:: SHORT TASK 1 ::
Answer these questions using the Grammys text.
(a) Which album earned Daft Punk the award for Best Album?
(b) Which Jethro Tull album won in the hard rock/metal category?
(c) Who gave away the award that Jethro Tull won?

:: PAGE EXTRACT ::

Macklemore vs. Kendrick Lamar

We might as well start this list with a somewhat recent, standout entry: Macklemore and Ryan Lewis ("The Heist") vs. Kendrick Lamar ("Good Kid, M.A.A.D. City") were both nominated in 2014 for Best Rap Album at the 56th Grammys. To put things in perspective, the Grammys website recounts that this is the year that Robin Thicke released his infamous "Blurred Lines" video, Lorde popped into the music scene with "Royals," and Daft Punk won Best Album for "Random Access Memories." 

Macklemore and Kendrick Lamar went head-to-head with heavyweights Kanye West, Jay-Z, and Drake for Best Rap Album, and while Kendrick Lamar has never been anything less than an absolute critical and public darling in every respect, Macklemore has often been the exact opposite, to say the least — and an easy target, to boot. 

Macklemore and Ryan Lewis won for Best Rap Album that year, which left a lot of people scratching their heads — including Macklemore. To show how baffled and contrite he was, Macklemore posted on Instagram the actual text that he sent Lamar proclaiming how baffled and contrite he was. "You got robbed," he wrote, "I wanted you to win. You should have. It's weird and sucks that I robbed you." Macklemore also reiterated this sentiment in his Instagram post. Fellow competitor Drake criticized Macklemore for this move, but Lamar was very gracious, saying via Variety, "Macklemore is a genuine dude ... I wish him much success. He touched people's souls, and no one can take that away."

Metallica vs. Jethro Tull

This next entry will likely go far in explaining why many consider the Grammys so desperately out of touch. This is especially true when it comes to anything remotely approaching heavier music. Enter the 31st Grammys in 1988, the year when Metallica, AC/DC, Iggy Pop, and Jane's Addiction entered the Best Hard Rock/Metal Performance Vocal or Instrumental arena against ... Jethro Tull?? Yes, the flute guys. And Jethro Tull won for "Crest of a Knave" — an acoustic, synth-heavy, sometimes dance-y album — against the likes of Metallica's metal classic, "... And Justice for All." While it would be easy to make the gag that Jethro Tull was the only name that the Grammys voters recognized ... Okay, we just made the gag. 

Much like other entries in this list, everyone on the night in question knew the choice was bizarre. Punk legend Alice Cooper and guitarist Lita Ford gave away the award, and as we can see on YouTube, they were a bit like, "Huh, weird." Loudersound says that the audience started laughing. Loudwire reported that Ian Anderson — the flute guy — recounted being "perplexed and amused" when Tull was announced in the category. Guitarist Martin Barre, on recommendation from his label, didn't go to the awards at all because their win seemed so unlikely. 

To be fair, that year was the first year for the Grammy's "hard rock/metal" category, to show that they were real hip cats with the youths. Sadly, they failed miserably.

:: RECORDS PROVIDED ::
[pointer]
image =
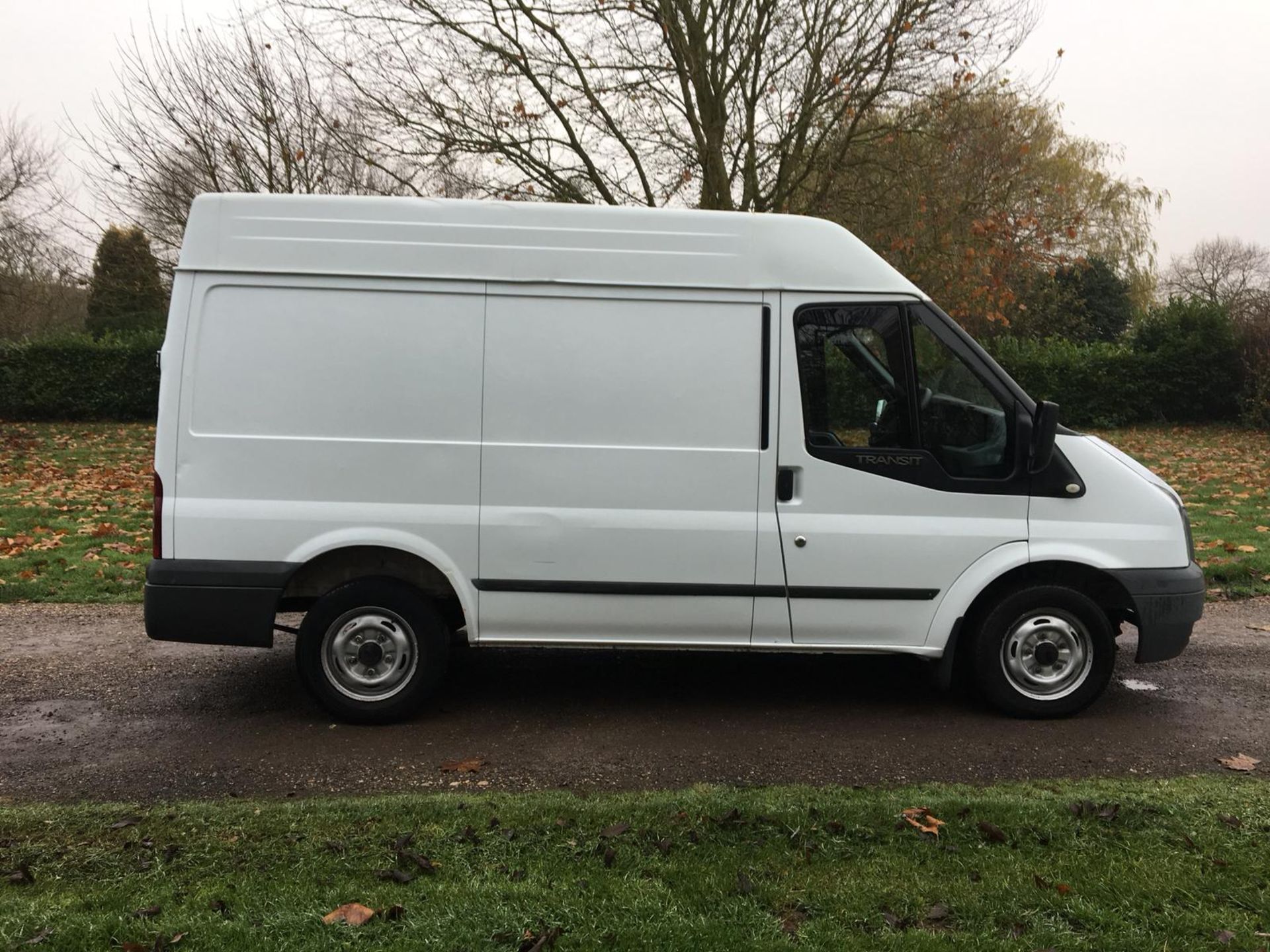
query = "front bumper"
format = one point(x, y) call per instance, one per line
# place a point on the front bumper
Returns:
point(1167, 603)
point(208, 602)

---

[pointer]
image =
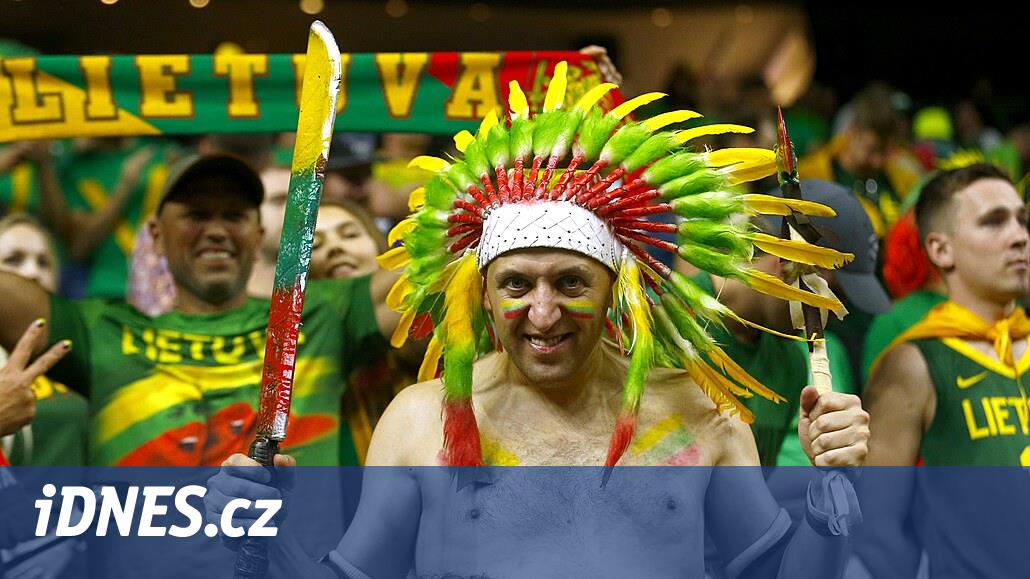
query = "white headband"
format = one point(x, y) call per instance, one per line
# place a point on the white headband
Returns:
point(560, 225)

---

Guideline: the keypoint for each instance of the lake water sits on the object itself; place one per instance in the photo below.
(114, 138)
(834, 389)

:: SHORT TASK 2 ::
Return each line of the listing that contains the string "white". Case counts.

:: COMPLETE ANSWER 1 ::
(a) "Random Access Memories"
(b) "Crest of a Knave"
(c) Alice Cooper and Lita Ford

:: COMPLETE ANSWER 2 ::
query = "white headband"
# place a point on the white headband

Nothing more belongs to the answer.